* Yapılacak İşler:
(a) Kişisel gelişim kitapları üzerine olan yazıdan, "BİLİNMEYEN NO: 107" ile başlayıp "Kİ SENCE YAŞAMAK.?)" kısmına kadar süren bölümü hiçbir kelimesini değiştirmeden aktarın.
(b) Kişisel gelişim kitapları üzerine olan yazıyı iki cümleyle özetleyin.
(c) Kişisel gelişim kitapları üzerine olan yazıyı son cümlesinden sonra devam ettirin.

* Metin Bölümü:
12 Kasım 2013 Salı

BİLİNMEYEN NO: 107

BAĞLANMAYACAKSIN BİR ŞEYE ÖYLE KÖRÜ KÖRÜNE.. 

O OLMAZSA YAŞAYAMAM DEMEYECEKSİN,, YAŞARSIN ÇÜNKÜ..

YA DA BALIKÇININ CEVABI..


(NEDİR Kİ SENCE YAŞAMAK.?)
   İlk zamanlar kişisel gelişime dair kitaplar okurken, en yüksekleri hedefleyen jargonlar dışında diğer içerikteki kitaplara fazla yüz vermezdim..
  Hatta hatırlıyorum da, o ara yeni yayın hayatına başlayan Boyner yayınlarının tüm kitaplarını hayranlıkla okurken, bir gün elime geçen ve şu an tam adını hatırlayamadığım (ve kütüphaneme gidip bakmaya üşendiğim) bir kitap (ununu eleyip eleğini sermiş bir iş adamının yazdıkları) bayağı canımı sıkmış ve hayal kırıklığına uğratmıştı beni..

* Kayıt Listesi:
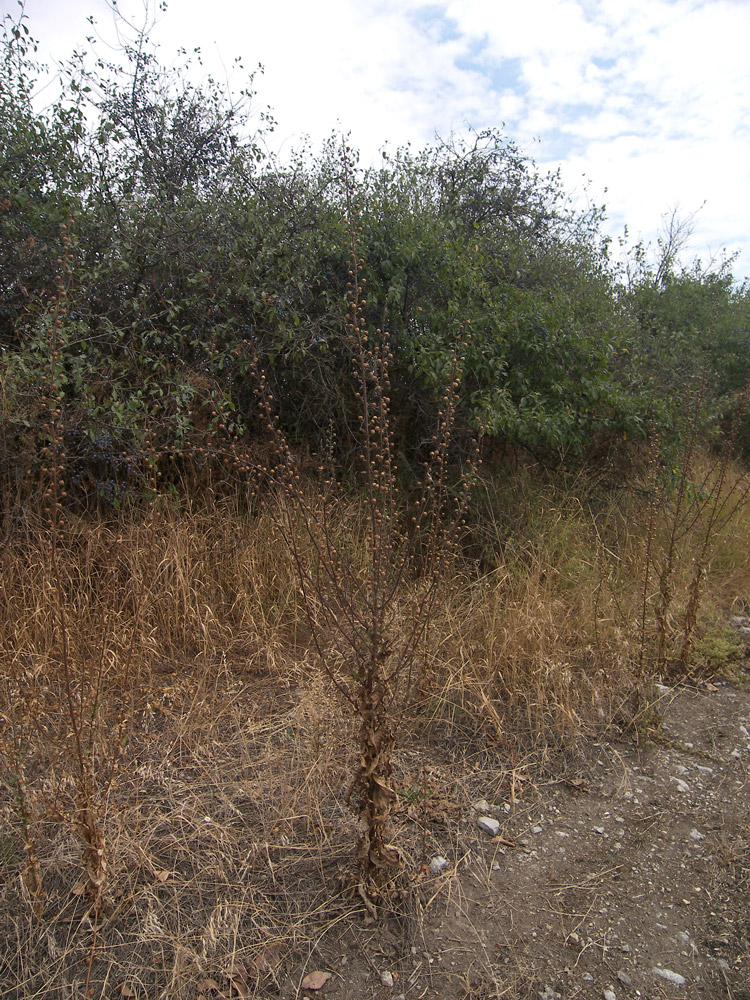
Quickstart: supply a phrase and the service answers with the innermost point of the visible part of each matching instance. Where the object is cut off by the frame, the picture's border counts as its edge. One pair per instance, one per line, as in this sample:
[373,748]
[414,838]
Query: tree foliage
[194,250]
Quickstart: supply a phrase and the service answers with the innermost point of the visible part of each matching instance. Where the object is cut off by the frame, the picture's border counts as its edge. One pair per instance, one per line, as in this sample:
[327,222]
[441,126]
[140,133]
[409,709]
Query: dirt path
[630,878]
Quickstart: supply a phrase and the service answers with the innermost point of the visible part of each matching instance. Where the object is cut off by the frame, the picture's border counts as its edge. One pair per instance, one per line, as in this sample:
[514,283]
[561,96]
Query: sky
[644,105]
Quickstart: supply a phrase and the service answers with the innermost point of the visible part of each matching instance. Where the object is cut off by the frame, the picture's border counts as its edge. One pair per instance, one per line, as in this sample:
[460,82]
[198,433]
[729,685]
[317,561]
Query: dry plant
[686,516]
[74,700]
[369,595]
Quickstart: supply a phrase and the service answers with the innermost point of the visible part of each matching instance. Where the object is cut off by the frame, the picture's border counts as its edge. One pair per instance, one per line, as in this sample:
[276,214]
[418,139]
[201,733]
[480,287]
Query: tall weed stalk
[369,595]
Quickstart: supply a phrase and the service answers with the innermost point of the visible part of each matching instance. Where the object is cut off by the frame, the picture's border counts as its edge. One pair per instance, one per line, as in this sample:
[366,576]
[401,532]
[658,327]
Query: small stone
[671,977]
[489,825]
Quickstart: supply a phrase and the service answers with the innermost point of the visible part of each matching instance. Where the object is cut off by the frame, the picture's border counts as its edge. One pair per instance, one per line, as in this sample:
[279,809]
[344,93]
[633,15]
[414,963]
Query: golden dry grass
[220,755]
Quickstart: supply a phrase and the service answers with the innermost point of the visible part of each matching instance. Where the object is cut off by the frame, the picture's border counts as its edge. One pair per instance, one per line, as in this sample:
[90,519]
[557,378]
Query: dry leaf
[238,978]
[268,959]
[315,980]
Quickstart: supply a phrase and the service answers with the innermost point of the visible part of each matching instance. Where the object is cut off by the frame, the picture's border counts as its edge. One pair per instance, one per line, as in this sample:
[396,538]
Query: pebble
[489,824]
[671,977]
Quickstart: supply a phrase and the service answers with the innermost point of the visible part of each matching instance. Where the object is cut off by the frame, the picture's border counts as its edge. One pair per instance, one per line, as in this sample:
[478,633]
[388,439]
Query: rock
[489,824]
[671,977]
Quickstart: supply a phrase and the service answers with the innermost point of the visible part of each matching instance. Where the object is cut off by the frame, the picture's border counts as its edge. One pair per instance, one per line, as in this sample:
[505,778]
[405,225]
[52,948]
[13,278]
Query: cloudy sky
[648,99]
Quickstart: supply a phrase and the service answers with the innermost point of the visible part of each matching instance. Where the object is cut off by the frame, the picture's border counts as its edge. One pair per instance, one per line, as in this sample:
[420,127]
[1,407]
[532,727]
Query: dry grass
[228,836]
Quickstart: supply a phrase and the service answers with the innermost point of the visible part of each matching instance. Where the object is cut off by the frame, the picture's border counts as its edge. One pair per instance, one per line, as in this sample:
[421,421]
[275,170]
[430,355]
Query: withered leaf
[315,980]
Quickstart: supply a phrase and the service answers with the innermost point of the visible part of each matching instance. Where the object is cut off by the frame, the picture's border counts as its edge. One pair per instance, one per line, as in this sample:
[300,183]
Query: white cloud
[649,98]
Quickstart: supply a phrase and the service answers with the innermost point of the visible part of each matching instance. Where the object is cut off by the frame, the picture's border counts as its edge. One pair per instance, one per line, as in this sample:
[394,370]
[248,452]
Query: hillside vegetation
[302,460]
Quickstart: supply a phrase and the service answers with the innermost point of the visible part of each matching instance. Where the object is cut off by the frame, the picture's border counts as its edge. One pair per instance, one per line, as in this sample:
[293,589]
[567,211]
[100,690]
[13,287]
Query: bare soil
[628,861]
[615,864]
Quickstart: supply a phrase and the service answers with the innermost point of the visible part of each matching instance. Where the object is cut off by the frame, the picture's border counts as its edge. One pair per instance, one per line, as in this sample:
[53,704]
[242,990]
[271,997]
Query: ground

--

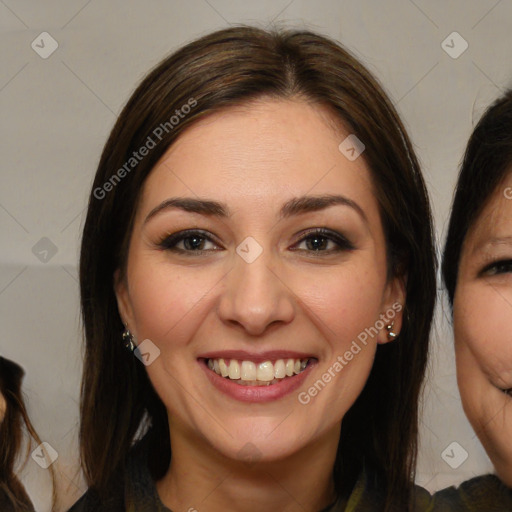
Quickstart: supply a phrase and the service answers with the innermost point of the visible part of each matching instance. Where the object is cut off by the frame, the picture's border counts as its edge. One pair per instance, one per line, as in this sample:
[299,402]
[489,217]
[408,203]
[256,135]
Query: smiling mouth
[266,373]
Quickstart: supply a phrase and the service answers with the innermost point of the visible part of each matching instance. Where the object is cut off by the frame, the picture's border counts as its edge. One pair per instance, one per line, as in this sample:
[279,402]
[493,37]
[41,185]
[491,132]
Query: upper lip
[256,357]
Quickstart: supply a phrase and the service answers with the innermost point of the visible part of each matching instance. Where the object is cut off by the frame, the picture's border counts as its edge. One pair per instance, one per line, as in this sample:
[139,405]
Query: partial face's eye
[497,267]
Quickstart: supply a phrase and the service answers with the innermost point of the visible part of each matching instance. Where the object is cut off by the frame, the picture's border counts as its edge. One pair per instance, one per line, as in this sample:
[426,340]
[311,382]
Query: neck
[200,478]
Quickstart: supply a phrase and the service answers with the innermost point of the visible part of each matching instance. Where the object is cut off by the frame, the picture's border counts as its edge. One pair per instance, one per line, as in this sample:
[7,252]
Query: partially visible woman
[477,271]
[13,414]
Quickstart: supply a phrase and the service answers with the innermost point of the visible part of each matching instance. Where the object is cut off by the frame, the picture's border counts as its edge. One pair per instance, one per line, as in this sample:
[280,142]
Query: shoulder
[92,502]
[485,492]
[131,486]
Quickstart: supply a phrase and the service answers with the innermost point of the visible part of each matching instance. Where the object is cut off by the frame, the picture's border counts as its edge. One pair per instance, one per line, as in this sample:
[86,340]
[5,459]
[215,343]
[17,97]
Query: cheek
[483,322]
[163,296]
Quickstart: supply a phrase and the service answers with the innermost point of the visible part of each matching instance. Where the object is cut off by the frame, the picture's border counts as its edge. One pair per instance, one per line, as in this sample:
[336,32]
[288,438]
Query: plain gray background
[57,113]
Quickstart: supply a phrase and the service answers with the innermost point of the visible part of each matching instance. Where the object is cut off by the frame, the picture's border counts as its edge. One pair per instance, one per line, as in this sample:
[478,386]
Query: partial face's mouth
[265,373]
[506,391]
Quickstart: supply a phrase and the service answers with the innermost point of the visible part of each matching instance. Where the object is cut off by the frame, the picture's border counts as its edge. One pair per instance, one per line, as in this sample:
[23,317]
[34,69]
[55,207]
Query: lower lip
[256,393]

* Görevlere Göre Yanıtlar:
(a)
BİLİNMEYEN NO: 107

BAĞLANMAYACAKSIN BİR ŞEYE ÖYLE KÖRÜ KÖRÜNE.. 

O OLMAZSA YAŞAYAMAM DEMEYECEKSİN,, YAŞARSIN ÇÜNKÜ..

YA DA BALIKÇININ CEVABI..


(NEDİR Kİ SENCE YAŞAMAK.?)

(b) Yazı, hiçbir şeye körü körüne bağlanmamak ve "o olmazsa yaşayamam" dememek gerektiğini, çünkü insanın yine de yaşayacağını söyleyerek açılır. Yazar, kişisel gelişim kitaplarını okuduğu ilk zamanlarda en yüksekleri hedefleyen jargonlar dışındaki kitaplara pek yüz vermediğini ve Boyner yayınlarının kitaplarını hayranlıkla okurken eline geçen, ununu eleyip eleğini sermiş bir iş adamının yazdığı bir kitabın canını sıkıp kendisini hayal kırıklığına uğrattığını anlatır.

(c)
   Oysa şimdi o tarz kitaplar dışında; yani aslında yaşamın deliler gibi çalışmaktan ibaret olmadığını anlatanlar dışında, diğer motivasyon kitaplarına (hedefle, kafana koy, her gün yaklaş, başar ve zengin ol tarzı,,) pek bulaşmıyorum diyebilirim..
   Yaşamanın daha basit bir şey olduğunun ve elindekilerle mutlu olabilmenin ve tabi şükretmenin, çoğu zaman yeterli olduğunun belki de biraz daha farkındayım zira..
(UYUMALI VE TADINI ÇIKARMALI BAZEN..)
   Tıpkı aşağıdaki basit balıkçı hikayesinde yaşananlar gibi..
   Belki yanındaki iş adamının hayatı size daha cazip gelecektir, olabilir,, ama tahminen bu henüz fazlaca genç (ve daha doğrusu, fazlaca hırslı) olduğunuz içindir ve kaldı ki bu da kötü bir şey değil,, eğer ki bir an önce elindekilerin ve hayatın kıymetinin farkına varabilecekseniz eğer..
***

Bir Meksika sahil kasabasına yolu düşen Amerikalı iş adamı, 
(EĞLENMELİ BAŞKASINA SALAKÇA GELSE DE..)
kıyıya yanaşan kayıktaki balıkçıyla konuşur...



Kayığın içinde, 
henüz tutulmuş birkaç ton balığı bulunmaktadır..

Amerikalı iş adamı balıkların iriliğinden dolayı balıkçıyı över 
ve bu birkaç balığı ne kadar zamanda yakaladığını sorar.

Balıkçı, "Fazla sürmedi, senyör" der.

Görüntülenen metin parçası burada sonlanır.